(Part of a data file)
-- start --

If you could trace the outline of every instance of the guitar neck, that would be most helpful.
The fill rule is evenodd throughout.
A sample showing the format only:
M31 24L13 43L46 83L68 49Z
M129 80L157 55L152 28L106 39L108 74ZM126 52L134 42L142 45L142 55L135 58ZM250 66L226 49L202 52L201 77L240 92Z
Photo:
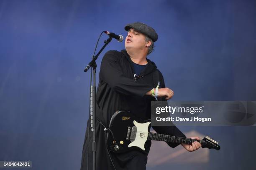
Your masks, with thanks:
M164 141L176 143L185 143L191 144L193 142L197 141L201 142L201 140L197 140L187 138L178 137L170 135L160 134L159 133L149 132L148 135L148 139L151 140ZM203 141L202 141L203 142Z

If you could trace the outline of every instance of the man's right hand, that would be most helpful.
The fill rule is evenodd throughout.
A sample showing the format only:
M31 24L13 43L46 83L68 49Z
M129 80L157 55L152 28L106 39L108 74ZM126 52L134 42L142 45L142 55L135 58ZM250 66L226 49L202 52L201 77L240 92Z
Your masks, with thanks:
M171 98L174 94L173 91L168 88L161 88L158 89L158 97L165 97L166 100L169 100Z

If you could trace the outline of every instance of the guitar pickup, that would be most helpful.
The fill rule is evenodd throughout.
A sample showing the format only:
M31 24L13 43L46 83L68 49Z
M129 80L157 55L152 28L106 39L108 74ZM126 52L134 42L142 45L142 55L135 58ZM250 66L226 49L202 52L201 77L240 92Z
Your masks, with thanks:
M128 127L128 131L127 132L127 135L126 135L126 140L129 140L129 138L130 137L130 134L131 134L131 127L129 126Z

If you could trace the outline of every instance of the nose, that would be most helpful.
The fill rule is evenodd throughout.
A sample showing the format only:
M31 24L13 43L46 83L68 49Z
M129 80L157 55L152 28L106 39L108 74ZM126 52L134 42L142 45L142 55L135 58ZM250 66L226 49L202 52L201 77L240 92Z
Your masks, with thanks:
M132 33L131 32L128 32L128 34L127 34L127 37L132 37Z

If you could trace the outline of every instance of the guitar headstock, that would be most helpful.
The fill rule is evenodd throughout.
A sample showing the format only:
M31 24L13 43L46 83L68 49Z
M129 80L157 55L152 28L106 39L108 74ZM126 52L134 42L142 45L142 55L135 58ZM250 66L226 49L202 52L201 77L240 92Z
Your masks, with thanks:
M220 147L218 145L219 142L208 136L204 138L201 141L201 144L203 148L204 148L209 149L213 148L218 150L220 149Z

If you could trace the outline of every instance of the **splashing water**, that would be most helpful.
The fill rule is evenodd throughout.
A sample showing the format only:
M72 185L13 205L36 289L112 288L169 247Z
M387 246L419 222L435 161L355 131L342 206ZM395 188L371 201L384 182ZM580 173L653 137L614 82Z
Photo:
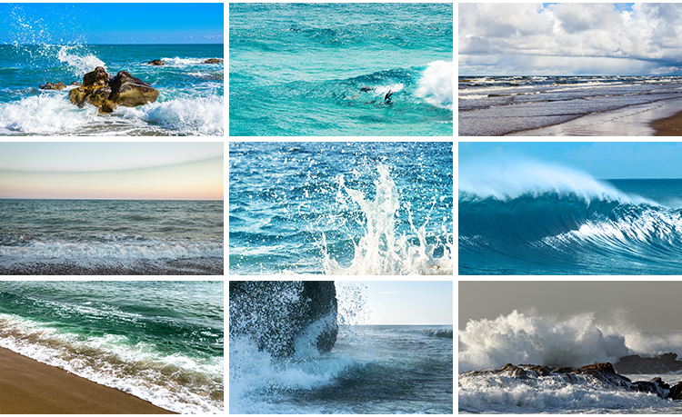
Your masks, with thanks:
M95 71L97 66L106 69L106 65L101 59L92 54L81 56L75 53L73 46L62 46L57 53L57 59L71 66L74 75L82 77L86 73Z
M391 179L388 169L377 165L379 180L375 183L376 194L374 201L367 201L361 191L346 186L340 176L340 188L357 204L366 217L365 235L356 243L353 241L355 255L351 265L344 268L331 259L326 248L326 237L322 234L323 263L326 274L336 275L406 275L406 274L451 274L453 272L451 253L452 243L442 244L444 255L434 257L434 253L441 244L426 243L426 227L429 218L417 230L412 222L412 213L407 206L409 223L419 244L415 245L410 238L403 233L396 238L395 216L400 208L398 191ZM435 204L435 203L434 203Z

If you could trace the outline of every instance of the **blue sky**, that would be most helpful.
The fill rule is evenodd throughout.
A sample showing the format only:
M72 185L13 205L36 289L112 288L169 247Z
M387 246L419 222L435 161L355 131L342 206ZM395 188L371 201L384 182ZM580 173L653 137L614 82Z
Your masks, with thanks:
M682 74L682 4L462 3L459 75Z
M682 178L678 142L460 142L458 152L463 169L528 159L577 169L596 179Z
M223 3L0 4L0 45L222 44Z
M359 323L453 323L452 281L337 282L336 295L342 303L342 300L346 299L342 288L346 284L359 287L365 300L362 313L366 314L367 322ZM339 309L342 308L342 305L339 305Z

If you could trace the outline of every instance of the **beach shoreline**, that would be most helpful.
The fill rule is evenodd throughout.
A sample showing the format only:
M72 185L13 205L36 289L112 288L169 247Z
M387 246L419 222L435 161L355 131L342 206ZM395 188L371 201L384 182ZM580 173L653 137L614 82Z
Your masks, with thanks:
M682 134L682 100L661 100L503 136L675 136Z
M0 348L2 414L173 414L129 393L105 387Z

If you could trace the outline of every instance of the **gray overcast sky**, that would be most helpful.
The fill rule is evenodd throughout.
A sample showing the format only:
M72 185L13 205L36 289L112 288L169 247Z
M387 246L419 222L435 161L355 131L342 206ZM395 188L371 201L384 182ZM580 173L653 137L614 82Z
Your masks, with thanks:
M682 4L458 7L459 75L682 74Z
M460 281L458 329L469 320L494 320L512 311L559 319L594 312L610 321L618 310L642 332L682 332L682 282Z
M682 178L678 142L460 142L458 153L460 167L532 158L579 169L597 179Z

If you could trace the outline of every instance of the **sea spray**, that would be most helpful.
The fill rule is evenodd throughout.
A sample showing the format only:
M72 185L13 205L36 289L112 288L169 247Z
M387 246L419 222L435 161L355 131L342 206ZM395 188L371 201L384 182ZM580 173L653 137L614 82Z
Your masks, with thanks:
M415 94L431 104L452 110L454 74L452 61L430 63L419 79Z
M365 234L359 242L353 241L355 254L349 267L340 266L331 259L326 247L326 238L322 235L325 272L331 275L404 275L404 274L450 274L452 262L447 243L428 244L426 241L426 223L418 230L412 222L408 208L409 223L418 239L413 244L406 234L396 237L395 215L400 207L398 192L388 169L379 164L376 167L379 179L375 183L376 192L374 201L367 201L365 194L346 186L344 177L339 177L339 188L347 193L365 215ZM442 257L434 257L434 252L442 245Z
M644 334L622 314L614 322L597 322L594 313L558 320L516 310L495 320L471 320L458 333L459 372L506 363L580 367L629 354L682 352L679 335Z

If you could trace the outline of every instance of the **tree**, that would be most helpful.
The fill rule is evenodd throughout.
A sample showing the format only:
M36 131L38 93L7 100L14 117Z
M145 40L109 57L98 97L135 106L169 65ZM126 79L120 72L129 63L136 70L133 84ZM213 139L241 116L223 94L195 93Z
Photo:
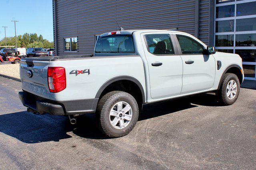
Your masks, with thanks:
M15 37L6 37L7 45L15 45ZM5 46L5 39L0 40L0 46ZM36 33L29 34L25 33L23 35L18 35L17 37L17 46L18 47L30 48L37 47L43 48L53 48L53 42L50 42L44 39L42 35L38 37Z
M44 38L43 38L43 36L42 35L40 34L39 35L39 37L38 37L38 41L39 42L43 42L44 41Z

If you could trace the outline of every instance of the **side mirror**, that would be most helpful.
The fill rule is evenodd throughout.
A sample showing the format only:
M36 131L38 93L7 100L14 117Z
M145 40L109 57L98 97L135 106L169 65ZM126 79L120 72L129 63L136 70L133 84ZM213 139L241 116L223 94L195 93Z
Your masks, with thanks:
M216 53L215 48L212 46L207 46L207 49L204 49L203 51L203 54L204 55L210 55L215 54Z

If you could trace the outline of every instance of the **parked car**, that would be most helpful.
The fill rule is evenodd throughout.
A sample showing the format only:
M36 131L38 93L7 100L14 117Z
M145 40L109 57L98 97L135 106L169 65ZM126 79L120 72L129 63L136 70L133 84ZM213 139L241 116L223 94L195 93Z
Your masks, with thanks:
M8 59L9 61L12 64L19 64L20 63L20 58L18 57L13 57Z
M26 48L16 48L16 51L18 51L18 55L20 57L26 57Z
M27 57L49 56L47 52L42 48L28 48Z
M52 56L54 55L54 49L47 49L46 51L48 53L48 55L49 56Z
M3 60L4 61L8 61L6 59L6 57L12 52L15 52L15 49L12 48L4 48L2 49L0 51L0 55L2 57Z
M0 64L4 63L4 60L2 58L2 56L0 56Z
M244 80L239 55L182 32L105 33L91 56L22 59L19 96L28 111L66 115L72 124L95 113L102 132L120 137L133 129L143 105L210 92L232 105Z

-- end --

* WRITTEN TASK
Rewrite everything from the line containing "nose, that would be most helpful." down to the line containing "M220 147L218 145L219", changing "outline" to "contour" and keeping all else the same.

* ANSWER BELOW
If you could trace the contour of every instance of the nose, that would be most helpful.
The fill rule is evenodd throughout.
A sample showing the format only:
M31 24L13 43L46 83L68 49Z
M129 80L157 55L152 28L106 39L108 74ZM126 52L134 42L142 45L142 55L135 58ZM250 66L226 49L202 52L201 77L240 92Z
Your masks, with thanks:
M132 33L131 32L128 32L128 34L127 34L127 37L132 37Z

If you could trace the contour of every instance of the guitar headstock, that would be most helpful.
The fill rule is evenodd throughout.
A sample showing the format only:
M31 24L13 43L46 83L68 49Z
M129 80L157 55L152 28L106 39L108 74ZM126 52L134 42L142 45L142 55L135 58ZM250 66L226 49L202 52L201 77L240 92Z
Your masks, with thanks:
M220 147L218 145L219 142L208 136L204 138L201 141L201 144L203 148L204 148L209 149L213 148L218 150L220 149Z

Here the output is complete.